# Extracted text
--- Start ---

Do you believe in fate?
When it comes to sports, I have to say I believe in things falling in place, energy and the universe playing a role. Through the history of athletics, not just professional football, too many bigger-than-life moments have taken stage through the apparatus of sports.
It's early, but the San Francisco 49ers seem to have something very special. The smart money might've said that the Niners should have started 0-2, not 2-0, after taking on two NFC juggernauts in the Green Bay Packers and Detroit Lions.
San Francisco knocked off both teams convincingly.
Right now, it looks as if the stars have aligned and the Niners appear to be capable of virtually anything. All three phases are clicking, as the team is collectively performing at an optimum level. They are driven, focused and easily the most complete team in the NFL.
On top of the talent, they are very well coached. There is a lot weighing in San Francisco's favor, and they could be set up for a legendary run in 2012.
At the core, this is Patrick Willis’ team.
Alex Smith, Frank Gore, Vernon Davis and Justin Smith are great leaders as well, however, in the last decade, the biggest noticeable spike in this team’s performance and potential came after Willis was drafted in 2007.
He was immediately the team’s best football player.
Willis’ leadership by example remains uncompromised because of his work ethic and consistency. He is the nucleus of this team, and as long as he’s around, the 49ers will continue in forward motion.
The San Francisco organization has quietly assembled one of the most talented teams in the NFL. For years, they collected high first-round talent as if they were stockpiling it for a rainy day. It turned out that even though the 49ers drafted well, the coaching left something to be desired.

--- End ---

# Provided records
--- Start ---

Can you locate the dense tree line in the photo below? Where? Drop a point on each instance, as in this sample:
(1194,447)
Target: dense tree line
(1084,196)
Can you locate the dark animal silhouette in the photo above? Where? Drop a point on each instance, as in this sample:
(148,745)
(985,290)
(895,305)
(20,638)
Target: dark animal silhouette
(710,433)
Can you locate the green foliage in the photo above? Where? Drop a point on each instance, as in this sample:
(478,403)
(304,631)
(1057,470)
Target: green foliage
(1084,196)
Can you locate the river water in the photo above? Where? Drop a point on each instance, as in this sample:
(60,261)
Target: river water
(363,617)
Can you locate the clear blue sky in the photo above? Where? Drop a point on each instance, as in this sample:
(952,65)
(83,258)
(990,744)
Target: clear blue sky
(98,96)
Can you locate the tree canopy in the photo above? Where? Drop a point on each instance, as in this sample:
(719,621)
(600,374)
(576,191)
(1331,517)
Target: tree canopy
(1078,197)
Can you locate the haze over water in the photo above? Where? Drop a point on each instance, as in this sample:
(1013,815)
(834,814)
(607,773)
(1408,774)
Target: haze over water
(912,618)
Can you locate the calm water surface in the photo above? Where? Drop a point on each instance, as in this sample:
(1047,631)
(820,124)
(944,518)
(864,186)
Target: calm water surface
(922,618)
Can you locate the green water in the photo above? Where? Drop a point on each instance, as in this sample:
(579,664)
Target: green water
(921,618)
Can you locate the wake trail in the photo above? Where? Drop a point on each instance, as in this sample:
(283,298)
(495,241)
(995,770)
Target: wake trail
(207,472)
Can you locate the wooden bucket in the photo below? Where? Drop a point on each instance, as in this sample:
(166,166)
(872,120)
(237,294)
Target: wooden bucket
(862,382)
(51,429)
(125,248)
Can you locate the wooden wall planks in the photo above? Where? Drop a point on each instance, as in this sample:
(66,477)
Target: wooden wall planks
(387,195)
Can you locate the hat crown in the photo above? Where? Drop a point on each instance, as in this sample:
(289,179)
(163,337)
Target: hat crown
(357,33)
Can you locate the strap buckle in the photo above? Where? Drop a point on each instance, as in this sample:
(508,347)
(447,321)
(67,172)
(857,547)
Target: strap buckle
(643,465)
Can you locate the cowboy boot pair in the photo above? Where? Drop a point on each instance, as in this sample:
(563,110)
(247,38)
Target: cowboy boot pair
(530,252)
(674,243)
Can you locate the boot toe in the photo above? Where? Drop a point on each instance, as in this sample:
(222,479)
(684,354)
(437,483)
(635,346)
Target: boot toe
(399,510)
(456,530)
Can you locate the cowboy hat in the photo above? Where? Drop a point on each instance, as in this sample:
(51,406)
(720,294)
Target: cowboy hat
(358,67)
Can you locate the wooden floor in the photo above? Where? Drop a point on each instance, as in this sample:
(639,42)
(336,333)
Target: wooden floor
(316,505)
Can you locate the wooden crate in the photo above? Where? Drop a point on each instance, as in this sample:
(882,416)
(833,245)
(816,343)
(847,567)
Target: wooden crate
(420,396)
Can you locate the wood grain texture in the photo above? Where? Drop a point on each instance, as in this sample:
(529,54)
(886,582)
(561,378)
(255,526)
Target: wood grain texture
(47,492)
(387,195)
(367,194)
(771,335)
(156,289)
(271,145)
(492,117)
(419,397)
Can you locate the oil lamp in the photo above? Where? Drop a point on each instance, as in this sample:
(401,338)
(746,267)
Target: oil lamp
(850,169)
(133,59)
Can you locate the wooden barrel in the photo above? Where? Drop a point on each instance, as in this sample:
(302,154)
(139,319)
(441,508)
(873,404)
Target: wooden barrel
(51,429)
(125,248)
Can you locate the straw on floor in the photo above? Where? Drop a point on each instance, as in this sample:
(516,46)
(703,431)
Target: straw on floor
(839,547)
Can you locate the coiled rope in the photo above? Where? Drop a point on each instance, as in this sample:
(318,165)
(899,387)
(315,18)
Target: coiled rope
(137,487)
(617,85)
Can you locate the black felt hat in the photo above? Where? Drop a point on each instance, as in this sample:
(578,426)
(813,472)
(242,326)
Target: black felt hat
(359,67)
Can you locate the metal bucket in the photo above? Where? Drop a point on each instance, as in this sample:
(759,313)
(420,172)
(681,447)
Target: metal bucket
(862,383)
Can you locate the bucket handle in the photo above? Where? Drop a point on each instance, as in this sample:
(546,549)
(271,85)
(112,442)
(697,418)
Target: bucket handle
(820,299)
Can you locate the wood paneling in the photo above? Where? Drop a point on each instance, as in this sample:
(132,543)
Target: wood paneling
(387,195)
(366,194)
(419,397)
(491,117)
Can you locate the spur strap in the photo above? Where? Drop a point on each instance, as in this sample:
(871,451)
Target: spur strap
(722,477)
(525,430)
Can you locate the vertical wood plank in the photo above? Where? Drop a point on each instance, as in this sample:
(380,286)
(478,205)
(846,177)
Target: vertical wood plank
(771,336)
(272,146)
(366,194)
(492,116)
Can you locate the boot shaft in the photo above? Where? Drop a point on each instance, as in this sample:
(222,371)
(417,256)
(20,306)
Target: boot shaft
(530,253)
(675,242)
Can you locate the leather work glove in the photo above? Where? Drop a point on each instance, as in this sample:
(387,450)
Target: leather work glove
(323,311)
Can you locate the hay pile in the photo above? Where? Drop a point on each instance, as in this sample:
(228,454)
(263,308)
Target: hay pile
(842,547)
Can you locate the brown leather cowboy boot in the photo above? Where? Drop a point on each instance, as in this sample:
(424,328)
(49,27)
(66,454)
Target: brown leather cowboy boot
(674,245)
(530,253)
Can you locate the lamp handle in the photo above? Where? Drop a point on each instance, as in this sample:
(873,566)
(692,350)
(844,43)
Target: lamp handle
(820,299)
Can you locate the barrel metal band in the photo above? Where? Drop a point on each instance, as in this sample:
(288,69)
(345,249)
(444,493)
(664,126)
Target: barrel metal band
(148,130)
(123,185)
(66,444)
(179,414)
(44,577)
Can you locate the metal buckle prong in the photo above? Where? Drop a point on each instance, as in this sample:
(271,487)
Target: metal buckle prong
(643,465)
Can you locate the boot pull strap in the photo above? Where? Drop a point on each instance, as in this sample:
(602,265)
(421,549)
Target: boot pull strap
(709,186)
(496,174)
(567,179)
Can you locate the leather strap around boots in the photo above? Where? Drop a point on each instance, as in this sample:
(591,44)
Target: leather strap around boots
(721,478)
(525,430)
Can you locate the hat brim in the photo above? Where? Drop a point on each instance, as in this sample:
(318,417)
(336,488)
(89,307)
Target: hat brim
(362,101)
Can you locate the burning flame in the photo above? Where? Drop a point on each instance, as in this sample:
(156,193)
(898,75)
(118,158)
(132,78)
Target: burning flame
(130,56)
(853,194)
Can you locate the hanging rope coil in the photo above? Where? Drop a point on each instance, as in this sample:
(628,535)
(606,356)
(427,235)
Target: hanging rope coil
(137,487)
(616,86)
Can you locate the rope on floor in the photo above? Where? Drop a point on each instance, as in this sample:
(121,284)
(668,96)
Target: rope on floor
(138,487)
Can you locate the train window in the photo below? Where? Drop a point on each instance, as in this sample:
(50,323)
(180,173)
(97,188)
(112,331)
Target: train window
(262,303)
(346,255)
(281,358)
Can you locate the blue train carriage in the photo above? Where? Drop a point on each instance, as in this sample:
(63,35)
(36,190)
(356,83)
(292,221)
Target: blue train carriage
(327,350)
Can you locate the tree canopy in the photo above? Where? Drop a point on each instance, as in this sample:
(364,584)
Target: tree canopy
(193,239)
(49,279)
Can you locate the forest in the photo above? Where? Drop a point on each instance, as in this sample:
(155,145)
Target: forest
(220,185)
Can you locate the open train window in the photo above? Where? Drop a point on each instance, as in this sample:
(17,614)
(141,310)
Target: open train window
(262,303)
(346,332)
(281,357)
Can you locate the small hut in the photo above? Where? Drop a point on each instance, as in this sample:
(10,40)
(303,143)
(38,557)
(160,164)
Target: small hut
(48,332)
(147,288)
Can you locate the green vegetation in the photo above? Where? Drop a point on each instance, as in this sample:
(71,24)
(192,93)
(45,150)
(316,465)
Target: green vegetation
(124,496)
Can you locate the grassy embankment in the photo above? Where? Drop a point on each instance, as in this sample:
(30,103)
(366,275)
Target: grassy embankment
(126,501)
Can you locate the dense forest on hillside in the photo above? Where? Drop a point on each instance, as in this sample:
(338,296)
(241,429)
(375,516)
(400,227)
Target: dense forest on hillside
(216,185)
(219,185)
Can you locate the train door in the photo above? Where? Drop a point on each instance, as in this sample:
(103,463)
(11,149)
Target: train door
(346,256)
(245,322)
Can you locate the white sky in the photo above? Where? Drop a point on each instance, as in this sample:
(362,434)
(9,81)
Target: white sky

--- End ---

# What this exercise asks
**a)** Print the part of the 49ers article starting with "San Francisco knocked" and going on through "Patrick Willis’ team.".
**b)** Does each of these statements agree with the 49ers article? Answer yes or no for each, and quote the article's words that decide it: (i) Patrick Willis was drafted in 2007. (ii) The 49ers began the season 0-2. (iii) The 49ers drafted poorly.
The data is separate material from the 49ers article.

# Outputs
**a)**
San Francisco knocked off both teams convincingly.
Right now, it looks as if the stars have aligned and the Niners appear to be capable of virtually anything. All three phases are clicking, as the team is collectively performing at an optimum level. They are driven, focused and easily the most complete team in the NFL.
On top of the talent, they are very well coached. There is a lot weighing in San Francisco's favor, and they could be set up for a legendary run in 2012.
At the core, this is Patrick Willis’ team.

**b)**
(i) Yes: "came after Willis was drafted in 2007"
(ii) No: "should have started 0-2, not 2-0"
(iii) No: "even though the 49ers drafted well, the coaching left something to be desired"